━━━ EXERCISE DATA
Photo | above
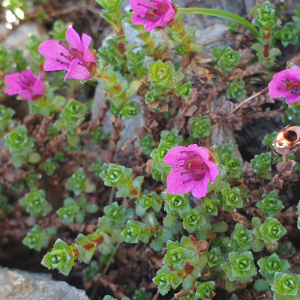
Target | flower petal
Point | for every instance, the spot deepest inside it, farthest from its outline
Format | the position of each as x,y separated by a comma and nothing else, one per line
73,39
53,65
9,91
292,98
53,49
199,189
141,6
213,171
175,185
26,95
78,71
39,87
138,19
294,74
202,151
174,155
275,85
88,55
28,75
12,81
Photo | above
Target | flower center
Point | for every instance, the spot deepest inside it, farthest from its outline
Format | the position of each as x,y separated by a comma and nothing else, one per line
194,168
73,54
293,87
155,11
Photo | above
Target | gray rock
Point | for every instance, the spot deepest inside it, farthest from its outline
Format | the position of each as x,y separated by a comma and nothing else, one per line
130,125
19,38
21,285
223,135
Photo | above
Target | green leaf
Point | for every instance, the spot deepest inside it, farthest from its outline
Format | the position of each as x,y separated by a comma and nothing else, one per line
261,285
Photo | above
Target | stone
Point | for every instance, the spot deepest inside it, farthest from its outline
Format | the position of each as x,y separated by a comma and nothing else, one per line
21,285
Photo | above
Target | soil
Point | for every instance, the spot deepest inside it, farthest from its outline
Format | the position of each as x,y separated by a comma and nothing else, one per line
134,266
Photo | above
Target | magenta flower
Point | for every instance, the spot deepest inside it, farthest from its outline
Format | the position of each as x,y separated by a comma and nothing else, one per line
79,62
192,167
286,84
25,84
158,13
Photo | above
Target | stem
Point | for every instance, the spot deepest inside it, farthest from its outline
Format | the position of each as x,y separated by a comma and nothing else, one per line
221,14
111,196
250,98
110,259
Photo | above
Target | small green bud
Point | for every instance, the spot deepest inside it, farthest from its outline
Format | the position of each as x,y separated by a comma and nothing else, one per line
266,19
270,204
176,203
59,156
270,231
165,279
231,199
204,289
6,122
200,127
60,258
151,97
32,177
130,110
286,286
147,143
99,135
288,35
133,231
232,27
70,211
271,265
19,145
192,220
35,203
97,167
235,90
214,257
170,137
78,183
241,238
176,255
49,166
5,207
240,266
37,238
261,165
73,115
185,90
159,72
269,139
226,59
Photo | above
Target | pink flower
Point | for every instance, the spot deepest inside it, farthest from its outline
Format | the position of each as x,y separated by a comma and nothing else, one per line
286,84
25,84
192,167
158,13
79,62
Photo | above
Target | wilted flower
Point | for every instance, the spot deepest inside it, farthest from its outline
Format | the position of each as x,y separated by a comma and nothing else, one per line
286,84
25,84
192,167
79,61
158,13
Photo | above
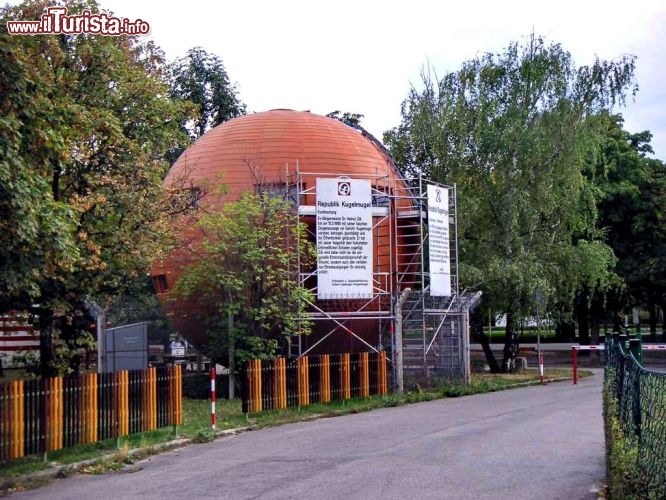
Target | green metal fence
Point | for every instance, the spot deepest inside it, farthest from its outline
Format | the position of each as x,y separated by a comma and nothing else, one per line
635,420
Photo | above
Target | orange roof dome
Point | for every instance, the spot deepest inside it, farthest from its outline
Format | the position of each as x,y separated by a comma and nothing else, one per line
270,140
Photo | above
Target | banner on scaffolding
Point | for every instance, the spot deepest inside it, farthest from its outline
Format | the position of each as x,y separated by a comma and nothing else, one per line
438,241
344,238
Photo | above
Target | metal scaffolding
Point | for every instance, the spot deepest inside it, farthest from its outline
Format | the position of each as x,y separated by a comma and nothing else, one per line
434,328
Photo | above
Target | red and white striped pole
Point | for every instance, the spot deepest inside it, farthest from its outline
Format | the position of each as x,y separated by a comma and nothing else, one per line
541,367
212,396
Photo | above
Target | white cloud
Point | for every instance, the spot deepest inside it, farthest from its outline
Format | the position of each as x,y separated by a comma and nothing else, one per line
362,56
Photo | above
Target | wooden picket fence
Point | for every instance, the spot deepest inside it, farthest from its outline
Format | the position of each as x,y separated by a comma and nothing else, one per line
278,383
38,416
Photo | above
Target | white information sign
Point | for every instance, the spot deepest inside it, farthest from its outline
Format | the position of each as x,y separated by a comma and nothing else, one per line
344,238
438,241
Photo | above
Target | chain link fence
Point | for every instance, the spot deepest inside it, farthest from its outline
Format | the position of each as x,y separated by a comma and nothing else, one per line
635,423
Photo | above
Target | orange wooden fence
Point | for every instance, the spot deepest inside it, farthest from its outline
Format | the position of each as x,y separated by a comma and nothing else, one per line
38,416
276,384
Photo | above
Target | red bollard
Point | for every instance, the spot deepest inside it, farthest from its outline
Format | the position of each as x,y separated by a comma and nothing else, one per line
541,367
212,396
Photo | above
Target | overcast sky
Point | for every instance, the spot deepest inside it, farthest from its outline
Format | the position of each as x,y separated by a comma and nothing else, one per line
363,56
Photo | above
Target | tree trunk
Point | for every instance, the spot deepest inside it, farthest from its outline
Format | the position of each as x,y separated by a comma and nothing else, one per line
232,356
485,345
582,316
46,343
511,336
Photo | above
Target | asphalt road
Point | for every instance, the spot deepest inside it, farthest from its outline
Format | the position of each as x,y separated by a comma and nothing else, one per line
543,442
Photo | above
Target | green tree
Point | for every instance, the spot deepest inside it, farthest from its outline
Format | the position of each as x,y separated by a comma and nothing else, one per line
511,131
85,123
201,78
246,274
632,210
━━━━━━
TASK DIRECTIONS:
From the material above, pull out every line that contains the word "orange", matching case exactly, and copy those lines.

RESULT:
Target | orange roof dome
Target | orange wooden fence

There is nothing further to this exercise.